There’s just a lot of boring stuff in housebuilding. How can I say this? How can one get bored around something so costly? I don’t know. All I do know is that after a long and exhausting discussion on the topic of whether or not my disabled van, and in particular its internal ramp, will park and deploy in my soon-to-be garage…there is more of the same. The builder wants us to see another garage he is working on. And there it is. In particular the garage door. Splendid, I say. Give us that garage door without all the faux antique crap attached to it. As for the garage floor, forget it. Next?

San Rafael, where else? What’s another 20 miles or so to look at windows? Off we go. And, actually, although it takes a ludicrous amount of time, the trip proves to be worth it. Turns out that windows in San Rafael cost about $10,000 less than those around Menlo Park, which says something about my town. And, yes, I had to test the window hardware with my weak fingers. The latter failed, by the way. Not enough strength, but that is the way of it. The way out of it, San Rafael that is, leads past Jing’s Mandarin Restaurant. Utterly forgettable. But even more unforgettable is my own fear. I stare down the motorway toward Menlo Park like K did in Kafka’s Trial. In truth, I can’t believe I will get home. There are just too many things that can go wrong. Too many ways that my foot won’t hit the break at the right moment or the accelerator or something. And there are so many, you know, cars. That’s how it is on highways. Cars are all over the place.

-*-

[TASK SET]:
1 - Write out the stretch of records from the line that contains "the windshield, one" through the line that contains "point(67, 40)", character for character.
2 - Extend the housebuilding account past its final sentence.
The records are unrelated to the text.

-*-

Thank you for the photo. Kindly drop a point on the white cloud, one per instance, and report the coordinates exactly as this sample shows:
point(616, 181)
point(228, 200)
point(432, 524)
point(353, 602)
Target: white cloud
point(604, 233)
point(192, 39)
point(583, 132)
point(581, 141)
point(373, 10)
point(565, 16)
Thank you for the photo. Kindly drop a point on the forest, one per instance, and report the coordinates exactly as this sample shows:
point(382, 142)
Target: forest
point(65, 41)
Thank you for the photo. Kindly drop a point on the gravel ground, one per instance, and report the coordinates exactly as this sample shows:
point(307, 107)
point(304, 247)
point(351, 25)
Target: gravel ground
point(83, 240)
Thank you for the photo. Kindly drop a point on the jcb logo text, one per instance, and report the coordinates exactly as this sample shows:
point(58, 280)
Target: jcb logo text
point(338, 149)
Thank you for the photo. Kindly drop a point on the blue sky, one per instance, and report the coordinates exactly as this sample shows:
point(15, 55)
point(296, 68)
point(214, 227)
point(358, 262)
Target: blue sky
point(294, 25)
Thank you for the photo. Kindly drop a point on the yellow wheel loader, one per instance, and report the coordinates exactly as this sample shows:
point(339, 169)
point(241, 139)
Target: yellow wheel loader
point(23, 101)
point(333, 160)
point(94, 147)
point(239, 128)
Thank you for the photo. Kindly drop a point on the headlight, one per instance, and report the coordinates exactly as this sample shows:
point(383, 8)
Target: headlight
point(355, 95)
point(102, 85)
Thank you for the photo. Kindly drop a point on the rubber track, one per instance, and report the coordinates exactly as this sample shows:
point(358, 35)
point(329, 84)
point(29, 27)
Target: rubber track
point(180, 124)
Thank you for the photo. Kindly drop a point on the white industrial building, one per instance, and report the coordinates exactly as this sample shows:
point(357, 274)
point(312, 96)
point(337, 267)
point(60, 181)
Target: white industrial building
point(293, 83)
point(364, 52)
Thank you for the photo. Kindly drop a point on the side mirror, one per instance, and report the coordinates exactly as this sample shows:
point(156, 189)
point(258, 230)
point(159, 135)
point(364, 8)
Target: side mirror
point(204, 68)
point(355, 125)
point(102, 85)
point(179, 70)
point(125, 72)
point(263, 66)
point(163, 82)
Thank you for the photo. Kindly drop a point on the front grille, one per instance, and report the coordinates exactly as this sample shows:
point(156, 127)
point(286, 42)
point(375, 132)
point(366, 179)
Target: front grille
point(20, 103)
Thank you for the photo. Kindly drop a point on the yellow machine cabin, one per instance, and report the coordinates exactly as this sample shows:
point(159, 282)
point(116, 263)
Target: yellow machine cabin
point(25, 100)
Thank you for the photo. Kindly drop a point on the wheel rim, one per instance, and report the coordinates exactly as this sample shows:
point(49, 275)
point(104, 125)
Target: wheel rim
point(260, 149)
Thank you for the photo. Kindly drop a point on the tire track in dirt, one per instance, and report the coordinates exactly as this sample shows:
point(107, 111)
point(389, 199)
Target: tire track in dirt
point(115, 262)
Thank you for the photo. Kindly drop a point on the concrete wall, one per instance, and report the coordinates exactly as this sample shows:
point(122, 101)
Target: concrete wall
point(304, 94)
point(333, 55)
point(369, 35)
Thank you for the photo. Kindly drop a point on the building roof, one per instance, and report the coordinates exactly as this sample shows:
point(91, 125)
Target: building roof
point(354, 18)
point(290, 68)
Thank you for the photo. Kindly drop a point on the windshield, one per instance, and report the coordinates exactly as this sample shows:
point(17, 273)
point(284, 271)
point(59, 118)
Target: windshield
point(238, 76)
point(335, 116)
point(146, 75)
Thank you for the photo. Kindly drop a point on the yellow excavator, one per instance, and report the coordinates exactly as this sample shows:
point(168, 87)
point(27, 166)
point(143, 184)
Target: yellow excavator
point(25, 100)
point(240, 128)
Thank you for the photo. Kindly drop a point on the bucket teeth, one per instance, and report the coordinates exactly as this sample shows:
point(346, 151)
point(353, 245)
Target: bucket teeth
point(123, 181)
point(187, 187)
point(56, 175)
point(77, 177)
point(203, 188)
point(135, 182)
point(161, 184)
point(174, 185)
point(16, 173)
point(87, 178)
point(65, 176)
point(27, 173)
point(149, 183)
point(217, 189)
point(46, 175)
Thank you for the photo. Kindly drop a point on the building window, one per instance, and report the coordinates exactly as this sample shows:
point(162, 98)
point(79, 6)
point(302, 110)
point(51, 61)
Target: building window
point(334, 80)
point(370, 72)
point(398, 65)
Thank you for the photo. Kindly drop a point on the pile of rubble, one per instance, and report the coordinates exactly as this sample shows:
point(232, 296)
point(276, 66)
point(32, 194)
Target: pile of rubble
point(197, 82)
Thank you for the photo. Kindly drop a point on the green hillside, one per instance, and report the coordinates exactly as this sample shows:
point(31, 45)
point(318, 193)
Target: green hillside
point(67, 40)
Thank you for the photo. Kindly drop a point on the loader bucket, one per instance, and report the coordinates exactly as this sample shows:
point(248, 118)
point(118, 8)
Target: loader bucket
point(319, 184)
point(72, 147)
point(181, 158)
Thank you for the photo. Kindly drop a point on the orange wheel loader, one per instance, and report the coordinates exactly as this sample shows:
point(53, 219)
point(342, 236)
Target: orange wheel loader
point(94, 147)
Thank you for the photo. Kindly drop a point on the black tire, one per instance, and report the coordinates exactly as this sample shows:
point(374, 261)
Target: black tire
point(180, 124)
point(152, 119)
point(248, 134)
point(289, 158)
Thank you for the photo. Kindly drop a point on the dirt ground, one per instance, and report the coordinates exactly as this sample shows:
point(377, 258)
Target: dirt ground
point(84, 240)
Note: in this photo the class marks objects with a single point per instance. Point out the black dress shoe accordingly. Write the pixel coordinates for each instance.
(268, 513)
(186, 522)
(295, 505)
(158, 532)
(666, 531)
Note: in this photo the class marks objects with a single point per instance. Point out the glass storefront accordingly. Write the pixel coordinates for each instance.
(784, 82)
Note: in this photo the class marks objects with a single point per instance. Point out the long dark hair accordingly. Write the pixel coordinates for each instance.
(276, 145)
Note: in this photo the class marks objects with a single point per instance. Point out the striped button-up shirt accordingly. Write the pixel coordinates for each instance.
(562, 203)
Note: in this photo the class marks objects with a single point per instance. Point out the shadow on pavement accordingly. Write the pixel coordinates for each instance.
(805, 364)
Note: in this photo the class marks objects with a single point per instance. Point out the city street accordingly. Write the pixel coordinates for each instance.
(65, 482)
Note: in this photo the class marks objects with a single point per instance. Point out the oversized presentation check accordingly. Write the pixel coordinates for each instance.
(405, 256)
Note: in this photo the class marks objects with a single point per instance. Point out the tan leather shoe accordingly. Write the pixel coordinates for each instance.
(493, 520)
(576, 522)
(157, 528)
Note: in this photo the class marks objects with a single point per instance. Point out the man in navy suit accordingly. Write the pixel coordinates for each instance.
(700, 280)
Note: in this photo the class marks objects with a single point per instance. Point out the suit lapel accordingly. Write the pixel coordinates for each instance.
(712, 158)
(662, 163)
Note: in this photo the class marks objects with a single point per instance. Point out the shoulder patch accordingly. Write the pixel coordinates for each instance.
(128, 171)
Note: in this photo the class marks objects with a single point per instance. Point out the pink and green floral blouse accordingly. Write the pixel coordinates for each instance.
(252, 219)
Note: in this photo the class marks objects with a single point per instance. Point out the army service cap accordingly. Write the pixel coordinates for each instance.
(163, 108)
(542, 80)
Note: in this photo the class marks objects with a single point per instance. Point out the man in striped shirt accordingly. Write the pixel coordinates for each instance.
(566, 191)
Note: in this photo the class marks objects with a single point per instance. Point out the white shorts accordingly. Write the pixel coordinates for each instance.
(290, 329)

-*-

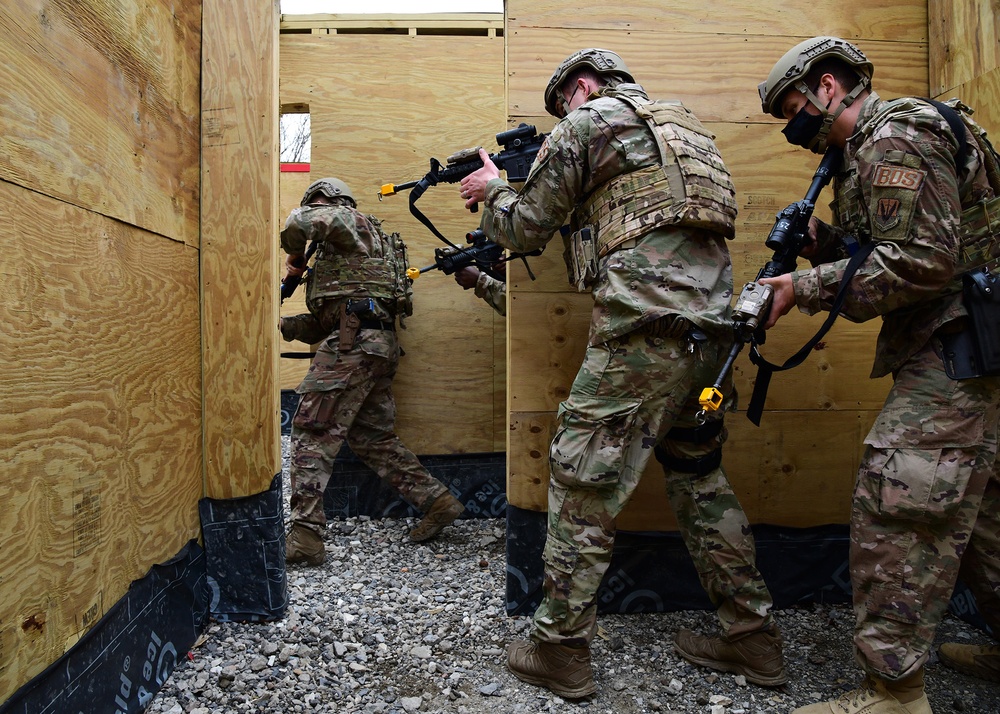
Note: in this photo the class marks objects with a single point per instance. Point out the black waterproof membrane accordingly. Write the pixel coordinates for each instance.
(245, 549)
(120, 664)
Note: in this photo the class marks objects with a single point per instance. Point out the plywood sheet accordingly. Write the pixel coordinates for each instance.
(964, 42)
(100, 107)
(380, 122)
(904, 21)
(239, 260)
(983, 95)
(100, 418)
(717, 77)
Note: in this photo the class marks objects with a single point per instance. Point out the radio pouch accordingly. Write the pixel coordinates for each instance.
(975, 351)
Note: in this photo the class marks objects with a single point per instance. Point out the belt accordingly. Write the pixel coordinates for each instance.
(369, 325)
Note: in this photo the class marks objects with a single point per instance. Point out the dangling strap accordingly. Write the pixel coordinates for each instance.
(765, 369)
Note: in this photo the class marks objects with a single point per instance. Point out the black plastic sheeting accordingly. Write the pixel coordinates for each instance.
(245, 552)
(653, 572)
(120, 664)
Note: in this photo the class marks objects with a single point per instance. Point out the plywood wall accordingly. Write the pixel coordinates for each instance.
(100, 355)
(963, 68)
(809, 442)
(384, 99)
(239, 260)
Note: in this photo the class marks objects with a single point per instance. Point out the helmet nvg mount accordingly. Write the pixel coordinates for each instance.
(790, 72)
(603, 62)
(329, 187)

-*-

[RESPONSES FOR EACH TASK]:
1 -
Thank you for the photo. Kindly drop a point on the windshield, one per instance, and report the coordinates exactly as this sample shows:
point(17, 273)
point(284, 271)
point(59, 118)
Target: windshield
point(238, 76)
point(335, 116)
point(146, 75)
Thank you for the photo. Kindly drop a point on the yellow excavator, one per instance, and report the coordinates exactly as this sample shows:
point(168, 87)
point(27, 166)
point(143, 184)
Target: yellow excavator
point(25, 100)
point(240, 128)
Thank you for the photo. Kindly drop a point on the bucket teeth, one per instance, and report the coordinates exactly as this sample shows:
point(346, 151)
point(353, 245)
Target: bucket teeth
point(123, 181)
point(187, 187)
point(56, 175)
point(77, 177)
point(203, 188)
point(135, 182)
point(161, 184)
point(174, 185)
point(16, 173)
point(87, 178)
point(65, 176)
point(27, 173)
point(149, 183)
point(217, 189)
point(46, 175)
Thank you for the photo. Kindly drop a point on the building window, one per instance, and report the coordinates exactly as this sample shows:
point(162, 98)
point(79, 6)
point(302, 110)
point(51, 61)
Target: building window
point(334, 80)
point(370, 72)
point(398, 65)
Thank you for the photo. Kindly drop a point on the pile of rubble, one per instance, and report the coordinates exactly as this sample shows:
point(232, 296)
point(276, 66)
point(32, 194)
Target: pile of rubble
point(197, 82)
Thank you for the photo. Kindly drop a point on the green hillside, one per instance, and report the coordinates exactly as this sample shows:
point(31, 45)
point(318, 193)
Target: green hillside
point(67, 40)

2 -
I am not, I am hugging rightward, aiming for the slow lane, especially the scary part coming down the grade toward the Golden Gate Bridge. I don’t know whether Jane is alarmed or embarrassed or even paying much attention. But I’m going all of 45 mph. A little old man behind the wheel. Me. Fortunately, Jane manages to find a Peet’s outlet just off Geary Boulevard in San Francisco. In the van, sloppily parked in a loading zone, I load up on caffeine – and even sleep. Good thing the wheelchair tilts back. The combination, rest and biochemical stimulation, gets me home. The place I never expected to be. Again. Ever.